# Text shown:
********************

1939 Ball-Coxeter: Mathematical Recreations and Essays, 11th ed. - first publication of Davenport's version of the Birthday Problem


In another note he gives source information:
Richard von Mises. Ueber Aufteilungs und Besetzungs Wahrscheinlichkeiten. Rev. Fac. Sci. Univ. Istanbul (NS) 4 (1938 39) 145 163. = Selected Papers of Richard von Mises; Amer. Math. Soc., 1964, vol. 2, pp. 313 334. Says the question arose when a group of 60 persons found three had the same birthday. He obtains expected number of repetitions as a function of the number of people. He finds the expected number of pairs with the same birthday is about 1 when the group has 29 people, while the expected number of triples with the same birthday is about 1 when there are 103 people. He doesn't solve the usual problem, contrary to Feller's 1957 citation of this paper.


and another:
Ball. MRE, 11th ed., 1939, p. 45. Says problem is due to H. Davenport. Says "more than 23" and this is repeated in the 12th and 13th editions.


Regarding Davenport, he has :
George Tyson was a retired mathematics teacher when he enrolled in the MSc course in mathematical education at South Bank in about 1980 and I taught him. He once remarked that he had known Davenport and Mordell, so I asked him about these people and mentioned the attribution of the Birthday Problem to Davenport. He told me that he had been shown it by Davenport. I later asked him to write this down.
George Tyson. Letter of 27 Sep 1983 to me. "This was communicated to me personally by Davenport about 1927, when he was an undergraduate at Manchester. He did not claim originality, but I assumed it. Knowing the man, I should think otherwise he would have mentioned his source, .... Almost certainly he communicated it to Coxeter, with whom he became friendly a few years later, in the same way." He then says the result is in Davenport's The Higher Arithmetic of 1952. When I talked with Tyson about this, he said Davenport seemed pleased with the result, in such a way that Tyson felt sure it was Davenport's own idea. However, I could not find it in The Higher Arithmetic and asked Tyson about this, but I have no record of his response.
Anne Davenport. Letter of 23 Feb 1984 to me in response to my writing her about Tyson's report. "I once asked my husband about this. The impression that both my son and I had was that my husband did not claim to have been the 'discoverer' of it because he could not believe that it had not been stated earlier. But that he had never seen it formulated."
I have discussed this with Coxeter (who edited the 1939 edition of Ball in which the problem was first published) and C. A. Rogers (who was a student of Davenport's and wrote his obituary for the Royal Society), and neither of them believe that Davenport invented the problem. I don't seem to have any correspondence with Coxeter or Rogers with their opinions and I think I had them verbally.

********************

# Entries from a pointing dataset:
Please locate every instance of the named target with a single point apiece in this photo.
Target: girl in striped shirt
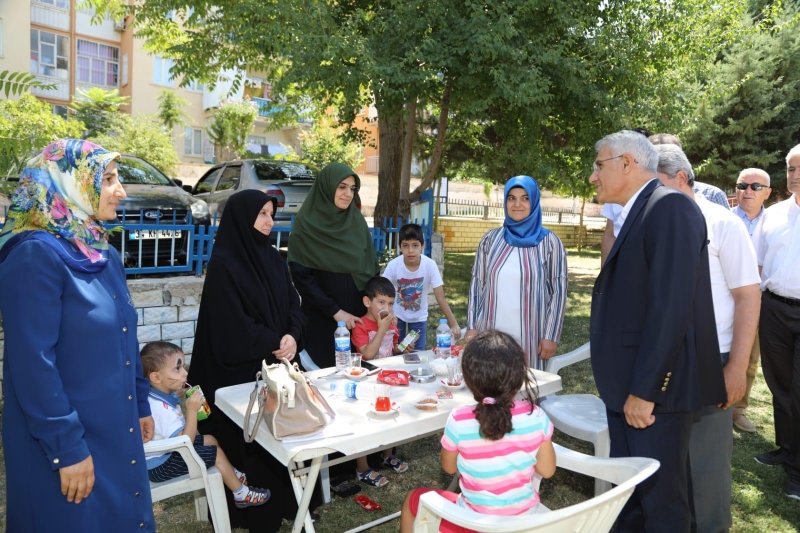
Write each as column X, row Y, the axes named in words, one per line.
column 500, row 443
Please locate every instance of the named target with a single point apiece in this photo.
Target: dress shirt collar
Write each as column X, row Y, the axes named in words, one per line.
column 627, row 208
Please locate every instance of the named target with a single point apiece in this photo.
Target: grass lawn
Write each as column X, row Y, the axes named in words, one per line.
column 758, row 502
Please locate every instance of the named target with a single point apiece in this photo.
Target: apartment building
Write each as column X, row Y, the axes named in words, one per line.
column 60, row 46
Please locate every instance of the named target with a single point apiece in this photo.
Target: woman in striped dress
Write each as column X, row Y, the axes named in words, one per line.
column 519, row 281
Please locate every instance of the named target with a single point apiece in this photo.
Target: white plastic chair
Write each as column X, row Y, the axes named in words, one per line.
column 207, row 485
column 582, row 416
column 596, row 515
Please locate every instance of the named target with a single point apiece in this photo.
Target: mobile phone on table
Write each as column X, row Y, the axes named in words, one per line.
column 369, row 366
column 410, row 358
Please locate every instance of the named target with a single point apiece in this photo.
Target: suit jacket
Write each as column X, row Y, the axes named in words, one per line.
column 653, row 331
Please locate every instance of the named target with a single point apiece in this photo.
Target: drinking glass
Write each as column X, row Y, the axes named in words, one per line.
column 383, row 394
column 454, row 372
column 342, row 360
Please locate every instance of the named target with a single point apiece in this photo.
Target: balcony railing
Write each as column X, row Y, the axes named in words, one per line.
column 262, row 105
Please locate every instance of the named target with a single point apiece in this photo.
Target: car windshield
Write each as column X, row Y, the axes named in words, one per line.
column 139, row 172
column 267, row 172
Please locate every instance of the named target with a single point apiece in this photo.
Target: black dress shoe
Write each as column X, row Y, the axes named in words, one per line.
column 774, row 458
column 792, row 488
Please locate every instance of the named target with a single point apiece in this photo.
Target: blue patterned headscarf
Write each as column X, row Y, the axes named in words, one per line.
column 59, row 194
column 528, row 231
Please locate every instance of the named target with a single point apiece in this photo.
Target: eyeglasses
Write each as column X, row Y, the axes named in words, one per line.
column 597, row 165
column 754, row 186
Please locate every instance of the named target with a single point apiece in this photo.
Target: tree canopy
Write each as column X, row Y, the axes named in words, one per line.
column 532, row 83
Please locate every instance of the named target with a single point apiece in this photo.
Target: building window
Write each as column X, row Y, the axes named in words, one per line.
column 98, row 64
column 61, row 4
column 195, row 86
column 161, row 67
column 193, row 143
column 49, row 54
column 61, row 110
column 124, row 70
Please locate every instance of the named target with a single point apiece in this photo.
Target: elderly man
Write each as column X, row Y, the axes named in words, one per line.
column 611, row 211
column 779, row 328
column 752, row 190
column 655, row 354
column 737, row 300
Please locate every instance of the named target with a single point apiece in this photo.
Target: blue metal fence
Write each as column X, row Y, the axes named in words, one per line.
column 174, row 246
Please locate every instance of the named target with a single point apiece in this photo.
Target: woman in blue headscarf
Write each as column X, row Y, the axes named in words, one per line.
column 519, row 281
column 76, row 410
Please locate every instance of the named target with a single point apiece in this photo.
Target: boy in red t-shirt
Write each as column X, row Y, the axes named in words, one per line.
column 377, row 336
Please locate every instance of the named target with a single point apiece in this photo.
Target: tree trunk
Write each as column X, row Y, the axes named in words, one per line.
column 408, row 145
column 581, row 229
column 390, row 136
column 438, row 149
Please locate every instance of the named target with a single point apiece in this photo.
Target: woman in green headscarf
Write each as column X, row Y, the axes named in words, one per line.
column 331, row 257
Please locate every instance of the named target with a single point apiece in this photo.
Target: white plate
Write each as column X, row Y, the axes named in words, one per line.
column 363, row 375
column 453, row 387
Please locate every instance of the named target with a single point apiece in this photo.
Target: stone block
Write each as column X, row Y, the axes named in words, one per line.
column 177, row 330
column 187, row 345
column 188, row 312
column 160, row 315
column 148, row 333
column 152, row 298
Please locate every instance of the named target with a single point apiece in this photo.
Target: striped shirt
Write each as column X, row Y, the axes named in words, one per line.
column 496, row 476
column 542, row 290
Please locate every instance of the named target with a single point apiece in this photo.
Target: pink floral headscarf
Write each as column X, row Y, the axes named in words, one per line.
column 60, row 193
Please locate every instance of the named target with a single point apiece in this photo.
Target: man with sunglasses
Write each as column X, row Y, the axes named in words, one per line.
column 779, row 326
column 752, row 190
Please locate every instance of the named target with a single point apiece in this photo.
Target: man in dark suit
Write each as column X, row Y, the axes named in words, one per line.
column 655, row 354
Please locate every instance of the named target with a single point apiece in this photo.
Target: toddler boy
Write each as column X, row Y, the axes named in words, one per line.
column 163, row 366
column 414, row 274
column 377, row 337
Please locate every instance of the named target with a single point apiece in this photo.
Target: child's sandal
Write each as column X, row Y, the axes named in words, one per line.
column 395, row 463
column 372, row 478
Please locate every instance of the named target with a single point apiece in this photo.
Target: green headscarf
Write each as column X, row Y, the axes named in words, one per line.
column 325, row 237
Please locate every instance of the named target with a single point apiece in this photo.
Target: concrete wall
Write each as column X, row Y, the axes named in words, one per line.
column 462, row 235
column 167, row 310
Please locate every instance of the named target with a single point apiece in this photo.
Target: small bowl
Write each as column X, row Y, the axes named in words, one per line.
column 454, row 387
column 347, row 372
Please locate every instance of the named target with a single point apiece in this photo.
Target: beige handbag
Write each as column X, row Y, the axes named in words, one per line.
column 290, row 404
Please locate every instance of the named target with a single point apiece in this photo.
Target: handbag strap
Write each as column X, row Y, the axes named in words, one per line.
column 262, row 405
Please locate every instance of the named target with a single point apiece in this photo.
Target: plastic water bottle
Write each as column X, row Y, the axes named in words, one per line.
column 341, row 340
column 348, row 389
column 443, row 339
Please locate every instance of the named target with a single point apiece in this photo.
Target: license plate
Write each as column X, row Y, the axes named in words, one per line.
column 149, row 234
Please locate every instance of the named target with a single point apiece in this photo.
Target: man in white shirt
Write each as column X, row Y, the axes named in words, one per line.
column 737, row 300
column 752, row 190
column 779, row 334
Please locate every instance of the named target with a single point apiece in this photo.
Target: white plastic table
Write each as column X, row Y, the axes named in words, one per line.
column 355, row 431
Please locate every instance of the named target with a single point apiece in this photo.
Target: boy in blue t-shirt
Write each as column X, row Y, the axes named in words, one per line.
column 413, row 275
column 163, row 366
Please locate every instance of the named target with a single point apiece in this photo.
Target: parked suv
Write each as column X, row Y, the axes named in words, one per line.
column 153, row 198
column 288, row 181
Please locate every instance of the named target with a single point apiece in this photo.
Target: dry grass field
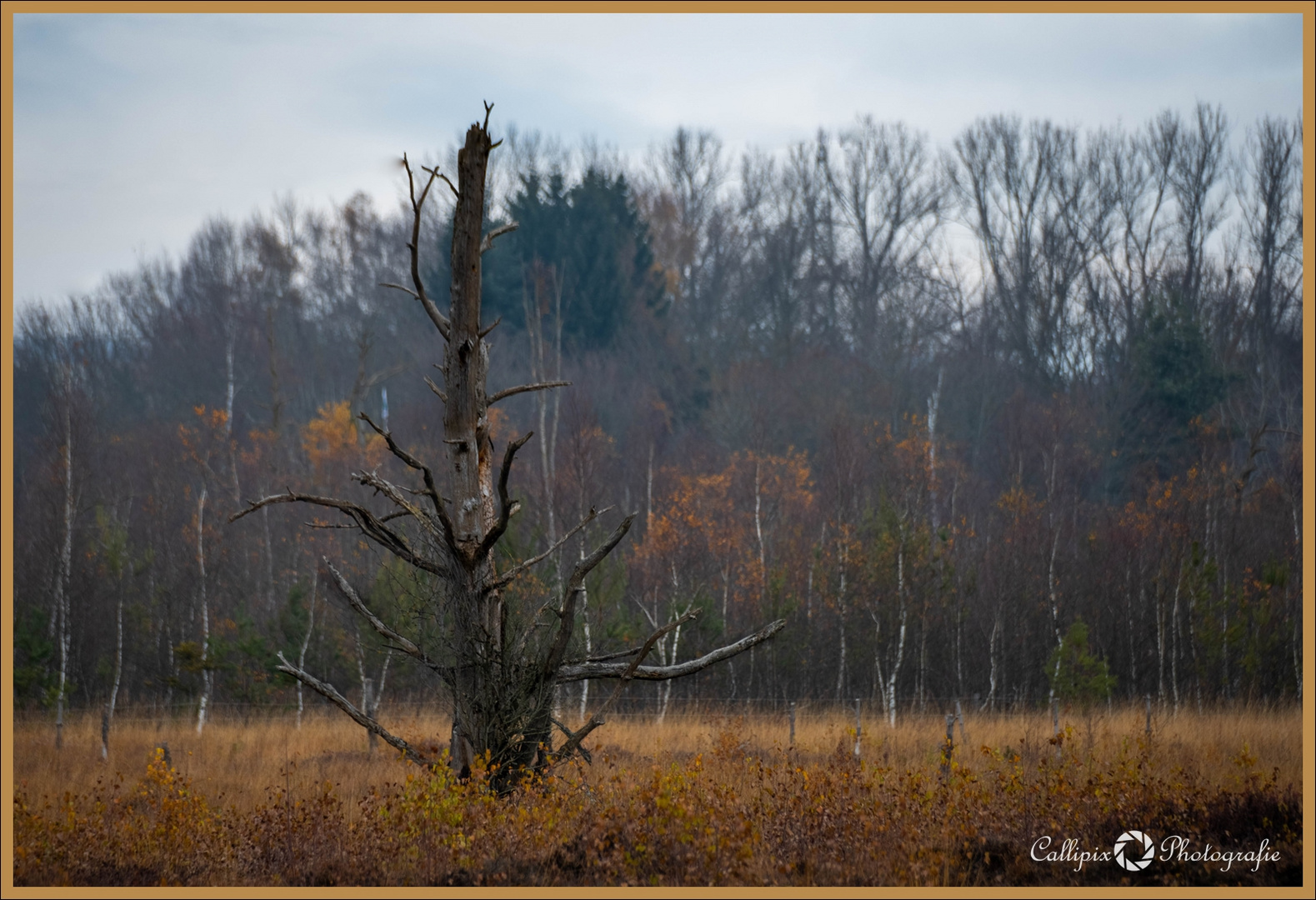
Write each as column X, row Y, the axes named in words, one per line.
column 703, row 798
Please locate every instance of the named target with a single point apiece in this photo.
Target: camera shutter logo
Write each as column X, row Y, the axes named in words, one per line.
column 1134, row 850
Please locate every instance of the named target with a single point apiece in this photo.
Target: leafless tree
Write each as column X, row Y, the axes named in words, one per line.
column 504, row 656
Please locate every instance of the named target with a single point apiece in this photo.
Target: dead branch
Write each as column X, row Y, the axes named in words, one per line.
column 574, row 740
column 488, row 243
column 388, row 633
column 332, row 695
column 431, row 309
column 516, row 572
column 366, row 520
column 395, row 495
column 431, row 488
column 573, row 588
column 523, row 388
column 508, row 506
column 591, row 670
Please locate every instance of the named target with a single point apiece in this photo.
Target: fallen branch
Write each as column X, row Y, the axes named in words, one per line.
column 332, row 695
column 591, row 670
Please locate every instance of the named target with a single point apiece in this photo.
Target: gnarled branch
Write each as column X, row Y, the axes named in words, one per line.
column 488, row 243
column 523, row 388
column 431, row 488
column 384, row 632
column 591, row 670
column 508, row 507
column 574, row 738
column 573, row 588
column 366, row 520
column 520, row 568
column 431, row 309
column 368, row 722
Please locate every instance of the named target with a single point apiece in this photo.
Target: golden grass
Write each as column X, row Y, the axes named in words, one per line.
column 698, row 799
column 238, row 762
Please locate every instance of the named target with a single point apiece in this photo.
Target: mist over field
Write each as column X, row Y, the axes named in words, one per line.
column 990, row 424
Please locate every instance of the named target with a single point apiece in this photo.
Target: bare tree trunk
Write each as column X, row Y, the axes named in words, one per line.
column 66, row 557
column 311, row 628
column 840, row 607
column 118, row 674
column 904, row 615
column 502, row 683
column 206, row 613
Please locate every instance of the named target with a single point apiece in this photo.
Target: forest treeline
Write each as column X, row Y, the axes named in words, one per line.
column 997, row 420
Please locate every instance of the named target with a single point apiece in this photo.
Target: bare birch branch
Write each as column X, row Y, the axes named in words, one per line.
column 388, row 633
column 581, row 672
column 488, row 243
column 332, row 695
column 366, row 520
column 520, row 568
column 523, row 388
column 431, row 309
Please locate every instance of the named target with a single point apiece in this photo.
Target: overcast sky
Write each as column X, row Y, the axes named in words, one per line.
column 131, row 131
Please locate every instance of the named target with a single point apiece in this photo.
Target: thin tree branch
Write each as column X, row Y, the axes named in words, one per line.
column 573, row 588
column 366, row 520
column 368, row 722
column 431, row 488
column 508, row 506
column 574, row 740
column 431, row 309
column 591, row 670
column 523, row 388
column 516, row 572
column 488, row 242
column 388, row 633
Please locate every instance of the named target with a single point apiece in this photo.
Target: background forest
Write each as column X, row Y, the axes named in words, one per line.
column 1015, row 416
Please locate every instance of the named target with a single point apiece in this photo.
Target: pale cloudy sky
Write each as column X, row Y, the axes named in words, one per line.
column 131, row 131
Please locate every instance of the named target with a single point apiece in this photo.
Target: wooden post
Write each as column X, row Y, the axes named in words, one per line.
column 857, row 728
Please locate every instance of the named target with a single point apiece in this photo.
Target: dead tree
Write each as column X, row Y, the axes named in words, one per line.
column 503, row 658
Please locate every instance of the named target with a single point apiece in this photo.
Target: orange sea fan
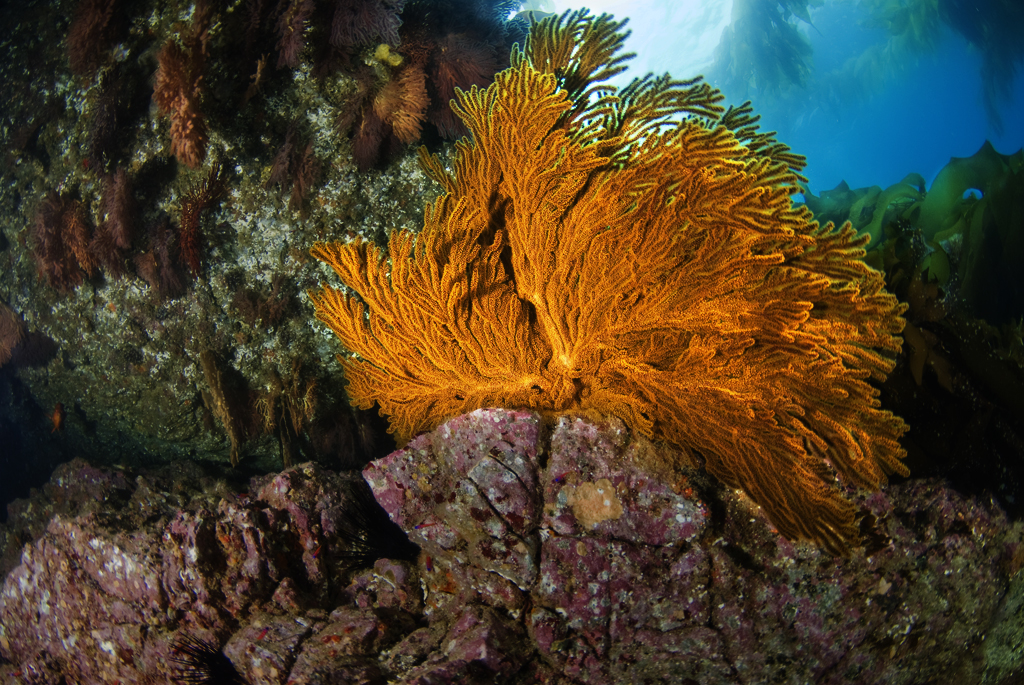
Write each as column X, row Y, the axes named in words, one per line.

********************

# Actions to take:
• A. Reproduce verbatim the part of the Birthday Problem text that opens with the words containing "In another note" and closes with "of this paper.".
• B. List every edition number of Mathematical Recreations and Essays that the Birthday Problem text mentions.
• C. Continue the Birthday Problem text from its final sentence.

# Final answers:
• A.
In another note he gives source information:
Richard von Mises. Ueber Aufteilungs und Besetzungs Wahrscheinlichkeiten. Rev. Fac. Sci. Univ. Istanbul (NS) 4 (1938 39) 145 163. = Selected Papers of Richard von Mises; Amer. Math. Soc., 1964, vol. 2, pp. 313 334. Says the question arose when a group of 60 persons found three had the same birthday. He obtains expected number of repetitions as a function of the number of people. He finds the expected number of pairs with the same birthday is about 1 when the group has 29 people, while the expected number of triples with the same birthday is about 1 when there are 103 people. He doesn't solve the usual problem, contrary to Feller's 1957 citation of this paper.

• B. 11th, 12th, 13th

• C.
So my spin on all this is that probably Harold Davenport came up with the version, "How many people are needed for the probability of a match to be greater than 1/2?", but did not publish it anywhere. This is not uncommon in recreational problems. Consider the Collatz problem which seemed to circulate around and across college campuses for years with multiple names. In or around 1939 von Mises was at a party and came up with a slightly different version, "How many pairs of birthday matches would you expect for a collection of n people?" This is the inverse relationship to the common birthday problem today which asked, given an expected value of 1/2, what is the probability of a match.

I also found an interesting variation of the problem that should be of interest to Steven Coyler. The book he quoted in the comment post is authored by Tony Crilly from Manchester here in the UK. As I was checking some notes in Dr. Singmaster's sources, I came across this citation:
Tony Crilly & Shekhar Nandy. The birthday problem for boys and girls. MG 71 (No. 455) (Mar 1987) 19 22. In a group of 16 boys and 16 girls, there is a probability greater than ½ of a boy and a girl having the same birthday and 16 is the minimal number.

Folks who like probability might try to derive that result.

I am trying to contact Professor Crilly to ask his opinion. Will give his response if I get one.



Addendum:
A few years after I wrote this, I came across yet another version of the birthday problem I had never considered.
How many people needed so probability is 50% that everyone shares a birthday with at least one other?
The strong birthday problem has applications to the interesting problem of look-alikes, which is of interest to criminologists and sociologists.

The answer, it seems, is 3,064.
Amazingly, with 2000 people in the room, the probability is only 1/10000, but by the time you get 4000 the probability is .9334. In even a pretty small village, there is a pretty good chance that someone else shares your birthdate.

3 comments:

Steven Colyer said...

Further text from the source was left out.